* [EXERCISE REQUIREMENTS]
Retype the records below line for line, with no changes, and leave out the pictures.

* [SUPPLIED DATA]
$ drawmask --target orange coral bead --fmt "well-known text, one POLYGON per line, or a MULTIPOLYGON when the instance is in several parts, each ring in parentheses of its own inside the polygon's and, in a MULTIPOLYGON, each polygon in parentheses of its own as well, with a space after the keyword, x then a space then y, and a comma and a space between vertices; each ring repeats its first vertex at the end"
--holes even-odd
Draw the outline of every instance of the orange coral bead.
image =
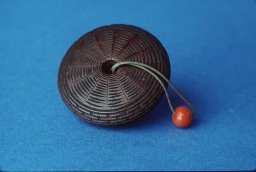
POLYGON ((173 114, 174 124, 179 128, 185 128, 191 123, 193 118, 192 113, 186 106, 179 106, 175 109, 176 114, 173 114))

* [RESPONSE BELOW]
$ drawmask --target orange coral bead --fmt "well-known text, one POLYGON per line, or a MULTIPOLYGON when the instance is in several parts, each ring in parentheses of its own inside the polygon's and, in a MULTIPOLYGON, each polygon in parentheses of its own as well, with a space after the keyword, x then a space then y, and a comma and a space between vertices; each ring repeats its first vertex at the end"
--holes even-odd
Draw the outline of every instance of the orange coral bead.
image =
POLYGON ((173 114, 174 124, 179 128, 185 128, 191 123, 193 118, 192 113, 186 106, 179 106, 175 109, 176 114, 173 114))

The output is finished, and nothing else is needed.